» **What to do**
Every picture should be left out, but the lines below must be repeated exactly.

» **Stored data entries**

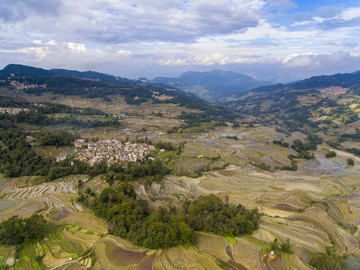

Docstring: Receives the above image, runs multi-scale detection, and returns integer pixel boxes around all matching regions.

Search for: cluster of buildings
[0,107,30,115]
[152,91,174,101]
[319,86,349,95]
[56,151,70,162]
[74,139,155,165]
[9,80,46,90]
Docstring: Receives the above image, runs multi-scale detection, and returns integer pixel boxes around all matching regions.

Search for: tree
[270,238,280,253]
[347,158,354,166]
[280,238,293,254]
[325,151,336,158]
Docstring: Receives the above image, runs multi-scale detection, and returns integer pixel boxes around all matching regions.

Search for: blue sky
[0,0,360,82]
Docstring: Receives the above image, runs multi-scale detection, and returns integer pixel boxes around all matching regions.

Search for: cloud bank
[0,0,360,82]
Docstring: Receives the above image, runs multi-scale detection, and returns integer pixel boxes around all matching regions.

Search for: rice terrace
[1,40,360,269]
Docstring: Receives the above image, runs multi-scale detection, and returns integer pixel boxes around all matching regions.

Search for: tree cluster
[325,151,336,158]
[273,139,289,148]
[89,184,195,249]
[0,95,119,130]
[184,194,259,236]
[0,130,87,178]
[344,148,360,157]
[226,136,239,140]
[0,215,49,245]
[341,129,360,140]
[309,252,346,270]
[35,131,78,146]
[103,160,171,185]
[289,134,323,160]
[0,107,118,129]
[154,141,185,153]
[89,187,259,250]
[270,238,293,254]
[347,158,355,166]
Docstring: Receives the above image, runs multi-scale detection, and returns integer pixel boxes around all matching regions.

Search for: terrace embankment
[160,161,360,261]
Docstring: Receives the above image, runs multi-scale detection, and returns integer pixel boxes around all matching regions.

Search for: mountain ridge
[150,69,272,102]
[246,70,360,95]
[0,64,238,126]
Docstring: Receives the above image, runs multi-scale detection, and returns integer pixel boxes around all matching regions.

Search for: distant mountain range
[246,71,360,95]
[0,64,204,101]
[149,70,272,102]
[226,70,360,109]
[0,64,133,85]
[0,64,201,103]
[2,64,360,106]
[0,64,237,125]
[224,70,360,133]
[2,63,360,136]
[0,64,238,122]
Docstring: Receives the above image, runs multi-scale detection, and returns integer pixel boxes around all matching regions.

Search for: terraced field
[1,124,360,269]
[0,247,15,269]
[92,235,150,270]
[0,175,44,189]
[159,162,360,265]
[14,223,102,270]
[127,125,359,268]
[0,175,88,221]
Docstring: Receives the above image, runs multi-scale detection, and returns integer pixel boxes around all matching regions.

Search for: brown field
[154,246,221,270]
[195,232,229,261]
[94,236,150,269]
[105,240,147,266]
[233,238,262,269]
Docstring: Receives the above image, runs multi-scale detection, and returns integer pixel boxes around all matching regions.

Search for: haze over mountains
[3,64,360,105]
[1,65,272,103]
[150,70,272,102]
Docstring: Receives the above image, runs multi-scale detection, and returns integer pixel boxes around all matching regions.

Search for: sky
[1,0,360,83]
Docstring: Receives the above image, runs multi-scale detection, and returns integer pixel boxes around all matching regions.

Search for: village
[9,80,47,90]
[73,139,156,165]
[0,107,30,115]
[151,91,174,101]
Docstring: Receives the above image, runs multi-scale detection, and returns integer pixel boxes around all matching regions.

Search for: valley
[0,65,359,269]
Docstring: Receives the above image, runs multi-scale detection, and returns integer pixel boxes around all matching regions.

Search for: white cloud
[1,0,263,44]
[1,1,360,82]
[282,51,359,70]
[282,54,316,68]
[0,0,61,22]
[339,7,360,20]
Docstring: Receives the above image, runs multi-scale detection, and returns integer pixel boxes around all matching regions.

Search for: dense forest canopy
[0,215,50,245]
[88,186,259,249]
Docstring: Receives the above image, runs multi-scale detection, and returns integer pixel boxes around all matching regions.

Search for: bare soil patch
[105,239,147,266]
[138,253,156,270]
[217,170,236,177]
[48,206,74,221]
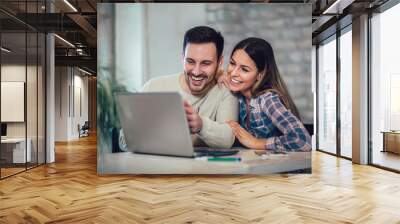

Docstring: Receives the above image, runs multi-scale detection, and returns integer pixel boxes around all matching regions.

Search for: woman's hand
[227,121,266,150]
[217,70,230,89]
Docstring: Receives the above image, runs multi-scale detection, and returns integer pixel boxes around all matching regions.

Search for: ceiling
[311,0,390,44]
[0,0,97,74]
[0,0,393,74]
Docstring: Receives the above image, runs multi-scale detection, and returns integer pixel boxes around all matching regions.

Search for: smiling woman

» **Answer to the exercise**
Docstring: Receives the above image, runs multi-scale detection, and returns integer pixel boxes around all matching regions.

Search for: cluster of buildings
[0,107,30,115]
[152,91,174,101]
[319,86,349,95]
[56,151,70,162]
[74,139,155,165]
[9,80,46,90]
Docstring: Receives the above image, runs multi-scale detection, and returns integer pixel boxes around all matching regions.

Search for: tree
[270,238,280,253]
[347,158,354,166]
[280,238,293,254]
[325,151,336,158]
Docstring: Receives the above image, runs multi-scale detection, and returns integer pixel boxes around all matching regions.

Search for: blue sky
[0,0,360,82]
Docstring: Receives the above image, runs multi-scale detection, and returns integer pixel boxes around all matching regions.

Search for: cloud bank
[0,0,360,82]
Docstring: Receives the above image, runs multi-scale detection, and returns integer pixel boxes around all matching regions.

Search for: rice terrace
[1,40,360,269]
Docstring: Receives the above image, runs multi-scale detection, and returns integer pixel boxes around all matching regions.

Search for: tree cluster
[325,151,336,158]
[273,139,289,148]
[89,184,195,249]
[0,95,119,130]
[184,194,259,236]
[0,130,87,178]
[344,148,360,157]
[226,136,239,140]
[0,215,49,245]
[341,129,360,140]
[309,252,346,270]
[35,131,78,146]
[103,160,171,185]
[289,134,323,160]
[0,107,118,129]
[154,141,185,153]
[89,187,259,250]
[270,238,293,254]
[347,158,355,166]
Docstring: Receives the above image, runs multi-scale detection, and returns integer pixel boxes around all matching regions.

Search for: terrace embankment
[160,161,360,261]
Docstring: Receives the above image, runs multi-scale detection, and returns integer pixel boxes around all matching regions.

Search for: mountain ridge
[150,69,272,102]
[246,70,360,95]
[0,64,238,126]
Docstring: Receives the above image, runs multi-scale detection, and returns integer pixel boxes around all matching regions.

Search for: distant mountain range
[246,71,360,95]
[0,64,204,101]
[149,70,272,102]
[226,70,360,109]
[0,64,133,85]
[0,64,201,103]
[2,64,360,106]
[0,64,237,125]
[224,70,360,133]
[2,63,360,136]
[0,64,238,122]
Docstring: Receives the above image, runs multi-scale detection, and returns integer pixel boxes around all matching regions.

Search for: terraced field
[1,124,360,269]
[0,247,15,269]
[92,235,150,270]
[0,175,44,189]
[159,162,360,265]
[14,223,102,270]
[127,125,359,268]
[0,175,88,221]
Docstring: Receives the above image, runs multi-scale detection, and returns integer pixel boxes around all matching regions.

Search for: brown field
[154,246,221,270]
[195,232,229,261]
[94,236,150,269]
[105,240,147,266]
[233,238,262,269]
Docstring: Receives the above image, runs multi-scale detection, and returns integer pixel boxes around all matching regions.

Search for: haze over mountains
[3,64,360,105]
[1,65,272,103]
[150,70,272,102]
Docstring: Receives the above image, runs multi-scale detection, and returns integer pixel boxes around all matching regions.

Search for: sky
[1,0,360,83]
Docstring: Receives the above image, runs multi-scale detection, and returns integer pixel boxes around all matching regions.

Search for: village
[9,80,47,90]
[73,139,156,165]
[0,107,30,115]
[151,91,174,101]
Docstring: Receives the above image, runs multi-scale detection, and returns integer pixel boxes around all matching regions.

Search for: valley
[0,65,359,269]
Docstring: Receives the above image, runs multi-scale detection, and returns integer pixel boxes around all matching regions.

Search for: white cloud
[1,0,263,44]
[1,1,360,82]
[282,51,359,70]
[282,54,316,68]
[0,0,61,22]
[339,7,360,20]
Docstring: Receives the above image, runs multi-scale detection, and returns integer pixel boxes around all matching regions.

Search for: dense forest canopy
[0,215,50,245]
[88,186,259,249]
Docstring: Receives the above image, runs multi-scale detection, and returns integer pixel boxes around all matching regions.

Search for: bare soil patch
[105,239,147,266]
[138,253,156,270]
[217,170,236,177]
[48,206,74,221]

Docstring: Receives the above image, runs multi-scale detection, and returns integer pixel boxes around all matching regions.

Search for: woman's hand
[227,121,266,150]
[217,70,230,89]
Docstring: Receives the above image, runs multi-scale detection, and returns integer pixel boxes around all matching regions.

Search for: ceiling
[311,0,390,44]
[0,0,97,74]
[0,0,393,74]
Docstring: Receives the above image, runs multi-scale detection, and returns integer pixel boxes around all matching regions.

Search for: smiling woman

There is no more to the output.